→ THE REQUEST
Set down every record once more, exactly as given.

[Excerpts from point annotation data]
+ + +
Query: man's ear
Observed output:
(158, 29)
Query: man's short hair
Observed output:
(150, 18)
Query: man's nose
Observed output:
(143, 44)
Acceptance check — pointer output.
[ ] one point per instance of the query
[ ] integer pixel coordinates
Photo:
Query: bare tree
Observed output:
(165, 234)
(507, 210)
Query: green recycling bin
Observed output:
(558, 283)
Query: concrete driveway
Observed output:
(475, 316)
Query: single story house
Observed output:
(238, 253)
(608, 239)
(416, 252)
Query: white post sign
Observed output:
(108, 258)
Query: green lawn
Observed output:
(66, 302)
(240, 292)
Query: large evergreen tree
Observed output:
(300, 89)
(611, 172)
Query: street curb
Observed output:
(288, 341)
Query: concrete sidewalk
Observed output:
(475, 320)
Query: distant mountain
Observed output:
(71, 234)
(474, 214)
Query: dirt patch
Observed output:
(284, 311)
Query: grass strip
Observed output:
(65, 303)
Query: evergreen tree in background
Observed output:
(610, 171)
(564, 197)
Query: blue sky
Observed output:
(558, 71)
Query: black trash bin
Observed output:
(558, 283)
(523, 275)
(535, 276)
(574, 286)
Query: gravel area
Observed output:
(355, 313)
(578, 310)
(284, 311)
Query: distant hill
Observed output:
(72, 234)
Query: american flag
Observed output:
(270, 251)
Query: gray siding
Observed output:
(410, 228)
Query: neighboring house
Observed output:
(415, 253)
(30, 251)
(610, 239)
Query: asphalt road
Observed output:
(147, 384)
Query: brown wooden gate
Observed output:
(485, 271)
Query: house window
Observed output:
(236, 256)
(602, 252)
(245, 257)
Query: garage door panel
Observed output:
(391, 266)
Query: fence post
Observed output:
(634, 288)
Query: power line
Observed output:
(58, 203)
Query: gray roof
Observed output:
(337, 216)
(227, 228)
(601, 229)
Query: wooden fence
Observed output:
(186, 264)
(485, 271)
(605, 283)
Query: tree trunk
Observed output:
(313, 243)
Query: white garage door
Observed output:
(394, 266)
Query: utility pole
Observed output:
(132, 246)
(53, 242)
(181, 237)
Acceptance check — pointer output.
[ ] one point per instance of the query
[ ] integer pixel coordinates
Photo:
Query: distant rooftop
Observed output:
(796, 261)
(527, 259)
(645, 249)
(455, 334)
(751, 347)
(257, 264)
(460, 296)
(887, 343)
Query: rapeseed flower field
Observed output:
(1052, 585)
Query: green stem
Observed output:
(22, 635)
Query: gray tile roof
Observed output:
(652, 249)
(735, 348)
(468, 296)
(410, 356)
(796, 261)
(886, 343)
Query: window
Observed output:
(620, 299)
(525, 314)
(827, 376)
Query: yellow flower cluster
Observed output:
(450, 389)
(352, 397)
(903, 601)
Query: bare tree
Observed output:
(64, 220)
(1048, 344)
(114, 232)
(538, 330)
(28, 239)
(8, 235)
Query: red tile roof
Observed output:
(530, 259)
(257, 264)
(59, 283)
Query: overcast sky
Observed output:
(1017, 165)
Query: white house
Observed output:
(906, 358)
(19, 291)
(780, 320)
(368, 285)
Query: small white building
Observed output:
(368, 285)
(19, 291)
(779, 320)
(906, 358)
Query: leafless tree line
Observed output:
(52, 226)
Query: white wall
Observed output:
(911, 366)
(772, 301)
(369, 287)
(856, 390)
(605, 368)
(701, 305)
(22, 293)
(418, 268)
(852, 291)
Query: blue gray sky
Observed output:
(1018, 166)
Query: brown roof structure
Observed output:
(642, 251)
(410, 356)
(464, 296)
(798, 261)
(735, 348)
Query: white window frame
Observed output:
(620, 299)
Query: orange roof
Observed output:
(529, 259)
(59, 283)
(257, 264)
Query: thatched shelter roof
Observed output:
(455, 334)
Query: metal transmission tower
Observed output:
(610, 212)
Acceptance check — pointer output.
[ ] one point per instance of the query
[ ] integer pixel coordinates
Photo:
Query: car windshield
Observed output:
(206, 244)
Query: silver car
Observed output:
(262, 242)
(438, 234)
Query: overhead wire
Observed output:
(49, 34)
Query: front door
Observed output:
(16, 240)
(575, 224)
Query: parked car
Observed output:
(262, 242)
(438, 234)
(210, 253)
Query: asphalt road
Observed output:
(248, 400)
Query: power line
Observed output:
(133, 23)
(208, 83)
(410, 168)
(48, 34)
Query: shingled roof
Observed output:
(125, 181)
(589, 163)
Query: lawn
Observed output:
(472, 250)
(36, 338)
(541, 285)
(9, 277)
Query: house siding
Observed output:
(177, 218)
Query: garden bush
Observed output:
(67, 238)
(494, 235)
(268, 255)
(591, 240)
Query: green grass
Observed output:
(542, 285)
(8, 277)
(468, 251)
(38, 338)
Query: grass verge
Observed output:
+ + +
→ RESPONSE BELOW
Query: man's ear
Observed output:
(158, 29)
Query: man's short hair
Observed output:
(150, 18)
Query: man's nose
Observed output:
(143, 44)
Acceptance check — pointer output.
[ ] one point per instance of the query
[ ] integer pixel coordinates
Photo:
Query: bare tree
Observed output:
(165, 234)
(507, 210)
Query: green recycling bin
Observed output:
(558, 283)
Query: concrete driveway
Observed output:
(475, 316)
Query: single story house
Observed output:
(238, 253)
(608, 239)
(416, 252)
Query: white post sign
Observed output:
(108, 258)
Query: green lawn
Observed output:
(66, 302)
(240, 292)
Query: large evergreen tree
Observed output:
(300, 89)
(611, 172)
Query: street curb
Observed output:
(288, 341)
Query: concrete sidewalk
Observed output:
(475, 320)
Query: distant mountain
Observed output:
(71, 234)
(474, 214)
Query: dirt patch
Observed output:
(284, 311)
Query: grass strip
Observed output:
(65, 303)
Query: evergreen tree in background
Observed output:
(610, 171)
(564, 197)
Query: blue sky
Observed output:
(558, 71)
Query: black trash bin
Observed output:
(558, 283)
(523, 275)
(535, 276)
(574, 286)
Query: gravel area
Observed output:
(355, 313)
(578, 310)
(284, 311)
Query: distant hill
Observed output:
(72, 234)
Query: american flag
Observed output:
(270, 251)
Query: gray siding
Observed output:
(410, 228)
Query: neighboring house
Observed output:
(415, 253)
(30, 251)
(610, 239)
Query: asphalt road
Observed output:
(147, 384)
Query: brown wooden gate
Observed output:
(485, 271)
Query: house window
Observed output:
(236, 256)
(602, 252)
(245, 257)
Query: garage door panel
Observed output:
(391, 266)
Query: fence post
Observed output:
(634, 288)
Query: power line
Observed output:
(58, 203)
Query: gray roof
Observed output:
(337, 216)
(227, 228)
(601, 229)
Query: wooden fence
Observed output:
(186, 264)
(485, 271)
(605, 283)
Query: tree trunk
Observed output:
(313, 243)
Query: white garage door
Observed output:
(394, 266)
Query: utility pole
Observed output:
(132, 246)
(53, 242)
(181, 237)
Acceptance check — pointer output.
[ ] one point per instance of the query
[ ] integer pixel coordinates
Photo:
Query: distant rooftop
Observed output:
(796, 261)
(527, 259)
(645, 249)
(455, 334)
(751, 347)
(257, 264)
(460, 296)
(887, 343)
Query: rapeseed flower field
Observed output:
(1052, 585)
Query: green stem
Observed output:
(22, 635)
Query: gray tile roof
Observed output:
(652, 249)
(735, 348)
(468, 296)
(410, 356)
(796, 261)
(886, 343)
Query: window
Observed output:
(620, 299)
(525, 314)
(827, 376)
Query: yellow flower cluster
Observed output:
(450, 389)
(352, 397)
(903, 601)
Query: bare tree
Observed output:
(64, 220)
(1048, 344)
(114, 232)
(538, 330)
(28, 239)
(8, 235)
Query: red tile roof
Observed output:
(530, 259)
(257, 264)
(59, 283)
Query: overcast sky
Observed output:
(1017, 165)
Query: white house
Observed output:
(906, 358)
(19, 291)
(780, 320)
(368, 285)
Query: small white building
Observed output:
(368, 285)
(19, 291)
(779, 320)
(906, 358)
Query: leafless tree line
Observed output:
(52, 226)
Query: white wall
Observed output:
(911, 366)
(772, 301)
(369, 287)
(856, 390)
(605, 368)
(701, 305)
(22, 293)
(418, 268)
(852, 291)
Query: blue gray sky
Observed output:
(1018, 166)
Query: brown roof structure
Observed output:
(642, 251)
(410, 356)
(464, 296)
(798, 261)
(735, 348)
Query: white window frame
Observed output:
(620, 299)
Query: orange roof
Observed output:
(529, 259)
(59, 283)
(257, 264)
Query: thatched shelter roof
Observed output:
(455, 334)
Query: metal transmission tower
Observed output:
(610, 212)
Acceptance check — pointer output.
[ ] one point per instance of the query
[ ] integer pixel coordinates
Photo:
Query: car windshield
Observed output:
(206, 244)
Query: silver car
Observed output:
(262, 242)
(438, 234)
Query: overhead wire
Observed output:
(49, 34)
Query: front door
Observed output:
(16, 240)
(575, 224)
Query: parked car
Observed output:
(262, 242)
(438, 234)
(210, 253)
Query: asphalt road
Observed output:
(248, 400)
Query: power line
Observed output:
(133, 23)
(208, 83)
(410, 168)
(48, 34)
Query: shingled roof
Observed output:
(125, 181)
(589, 163)
Query: lawn
Observed output:
(472, 250)
(36, 338)
(541, 285)
(9, 277)
Query: house siding
Observed output:
(177, 218)
Query: garden bush
Observed output:
(67, 238)
(494, 235)
(268, 255)
(591, 240)
Query: green grass
Observed output:
(542, 285)
(8, 277)
(468, 251)
(38, 338)
Query: grass verge
Observed output:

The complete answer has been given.